**Action item**
Begin with the first line of the material and write out each line exactly, ending with the line that contains "[outline] **forested hillside**, every". Pictures are not part of the copy.
--- Record extracts Enclosed Below ---
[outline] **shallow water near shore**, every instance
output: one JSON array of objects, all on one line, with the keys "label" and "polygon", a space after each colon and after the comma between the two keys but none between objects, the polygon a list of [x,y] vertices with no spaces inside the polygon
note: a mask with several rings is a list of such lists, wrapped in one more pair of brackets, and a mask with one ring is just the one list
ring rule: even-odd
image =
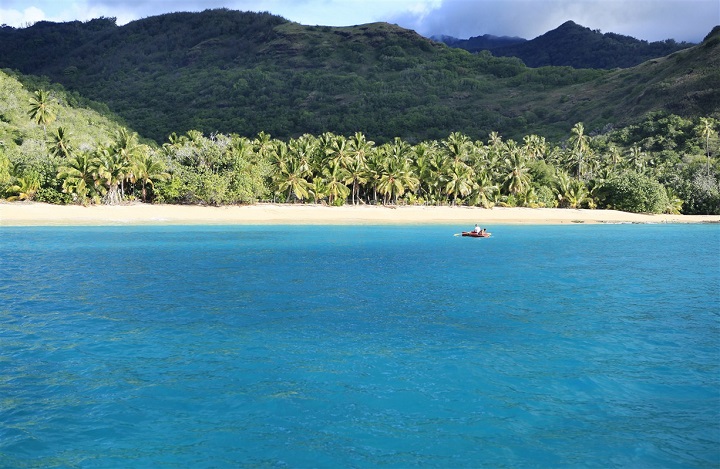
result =
[{"label": "shallow water near shore", "polygon": [[717,467],[720,226],[489,230],[0,228],[0,467]]}]

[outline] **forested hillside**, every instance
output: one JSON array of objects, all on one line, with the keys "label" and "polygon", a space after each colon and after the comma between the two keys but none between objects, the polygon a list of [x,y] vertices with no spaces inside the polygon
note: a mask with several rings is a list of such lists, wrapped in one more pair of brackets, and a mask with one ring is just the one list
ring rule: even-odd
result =
[{"label": "forested hillside", "polygon": [[[103,102],[156,142],[188,130],[283,139],[359,131],[377,142],[453,131],[560,138],[579,121],[599,132],[648,111],[711,115],[719,56],[709,41],[622,71],[531,69],[385,23],[303,26],[229,10],[122,27],[106,18],[0,29],[0,67]],[[655,88],[644,92],[648,83]]]}]

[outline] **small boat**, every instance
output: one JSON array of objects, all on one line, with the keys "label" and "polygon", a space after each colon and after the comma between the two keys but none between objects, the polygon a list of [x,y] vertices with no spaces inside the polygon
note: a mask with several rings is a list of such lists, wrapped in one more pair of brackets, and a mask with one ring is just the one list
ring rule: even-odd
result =
[{"label": "small boat", "polygon": [[478,233],[476,231],[463,231],[463,236],[469,236],[470,238],[489,238],[491,233],[487,231],[485,233]]}]

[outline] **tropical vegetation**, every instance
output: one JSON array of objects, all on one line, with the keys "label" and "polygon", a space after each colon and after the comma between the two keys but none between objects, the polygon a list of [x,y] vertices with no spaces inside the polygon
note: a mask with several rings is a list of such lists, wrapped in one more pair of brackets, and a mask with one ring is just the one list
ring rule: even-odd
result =
[{"label": "tropical vegetation", "polygon": [[[104,125],[112,132],[83,142],[69,130],[77,119],[61,95],[29,93],[7,75],[0,83],[11,98],[27,103],[24,114],[14,114],[25,127],[5,125],[0,146],[0,190],[8,200],[720,213],[720,125],[711,117],[653,113],[594,136],[578,122],[557,143],[537,134],[515,141],[497,132],[485,141],[451,132],[413,145],[401,138],[376,143],[361,132],[280,140],[265,132],[246,137],[191,130],[158,146],[111,121]],[[37,117],[40,100],[45,115],[56,120]]]}]

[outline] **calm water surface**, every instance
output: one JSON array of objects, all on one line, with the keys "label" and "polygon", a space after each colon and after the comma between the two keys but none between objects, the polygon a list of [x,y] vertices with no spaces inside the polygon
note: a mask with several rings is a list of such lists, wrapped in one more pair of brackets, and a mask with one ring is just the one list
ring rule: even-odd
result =
[{"label": "calm water surface", "polygon": [[0,467],[720,466],[720,226],[0,228]]}]

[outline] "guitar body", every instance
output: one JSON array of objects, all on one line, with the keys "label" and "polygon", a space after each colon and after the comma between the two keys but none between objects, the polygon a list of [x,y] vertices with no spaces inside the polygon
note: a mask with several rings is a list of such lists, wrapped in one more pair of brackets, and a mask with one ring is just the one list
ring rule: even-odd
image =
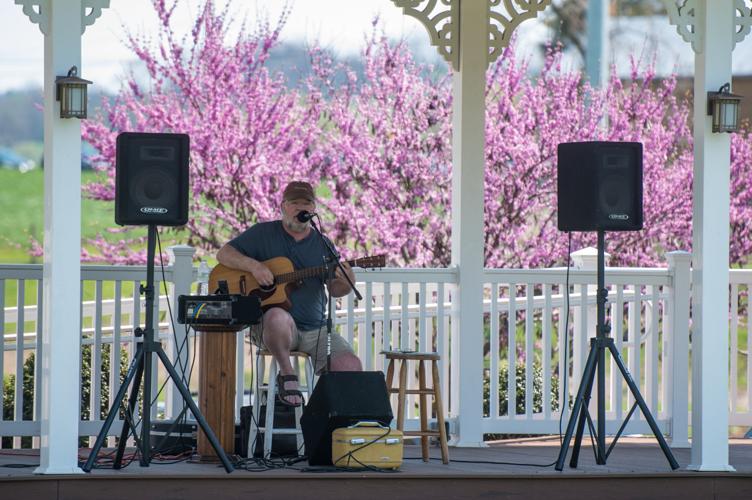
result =
[{"label": "guitar body", "polygon": [[[265,260],[263,264],[269,268],[274,276],[295,271],[292,261],[287,257],[274,257],[273,259]],[[227,282],[227,292],[230,294],[258,297],[261,300],[261,309],[264,311],[271,307],[290,309],[292,305],[289,298],[289,293],[294,288],[294,284],[292,283],[262,288],[250,271],[241,271],[223,264],[217,264],[212,269],[211,274],[209,274],[209,290],[211,292],[217,290],[220,281]]]},{"label": "guitar body", "polygon": [[[350,266],[361,268],[384,267],[386,256],[374,255],[348,260],[347,263]],[[306,278],[327,276],[332,270],[331,267],[327,268],[326,266],[295,269],[292,261],[287,257],[274,257],[263,261],[262,264],[268,267],[274,275],[274,285],[266,288],[261,287],[249,271],[241,271],[223,264],[217,264],[209,274],[210,293],[217,293],[217,290],[226,285],[227,290],[223,290],[221,293],[258,297],[261,300],[261,309],[264,311],[271,307],[282,307],[289,310],[292,306],[289,297],[290,292],[297,287],[299,282]],[[223,286],[220,287],[220,284]]]}]

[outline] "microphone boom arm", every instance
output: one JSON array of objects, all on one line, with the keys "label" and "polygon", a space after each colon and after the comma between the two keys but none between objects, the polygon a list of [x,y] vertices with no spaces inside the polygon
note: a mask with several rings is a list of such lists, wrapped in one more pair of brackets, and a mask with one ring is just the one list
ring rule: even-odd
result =
[{"label": "microphone boom arm", "polygon": [[[300,214],[298,214],[298,216],[300,216],[303,213],[304,212],[301,212]],[[310,212],[305,212],[305,214],[307,216],[308,214],[310,214]],[[358,289],[355,288],[355,283],[352,282],[352,280],[350,279],[350,276],[348,276],[347,272],[345,272],[345,268],[342,266],[342,262],[340,261],[339,256],[337,255],[337,252],[332,247],[332,244],[329,242],[328,239],[324,238],[324,235],[321,233],[321,230],[318,228],[318,226],[314,222],[313,220],[314,216],[318,217],[318,215],[316,215],[315,213],[310,215],[311,227],[315,229],[317,233],[319,233],[319,237],[321,238],[321,241],[324,242],[324,246],[329,251],[329,254],[332,256],[332,259],[334,259],[334,262],[337,264],[337,267],[340,269],[340,271],[342,271],[342,275],[345,277],[345,279],[347,280],[347,283],[349,283],[350,285],[350,288],[352,288],[352,291],[355,293],[355,297],[358,300],[363,300],[363,296],[360,294]]]}]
--- End of Enclosed Record extracts ---
**Answer below**
[outline] **shallow water near shore**, every instance
output: one JSON array of objects, all on one line, with the keys "label" and "polygon", a space after each colon and after the comma between the two keys but none between objects, the polygon a list of [x,y] vertices with no spaces inside the polygon
note: a mask with several rings is a list of such lists, wrapped in one more pair of brackets, and a mask with one ring is just the one list
ring rule: even-odd
image =
result =
[{"label": "shallow water near shore", "polygon": [[717,467],[720,226],[489,230],[0,228],[0,467]]}]

[outline] **forested hillside**, every instance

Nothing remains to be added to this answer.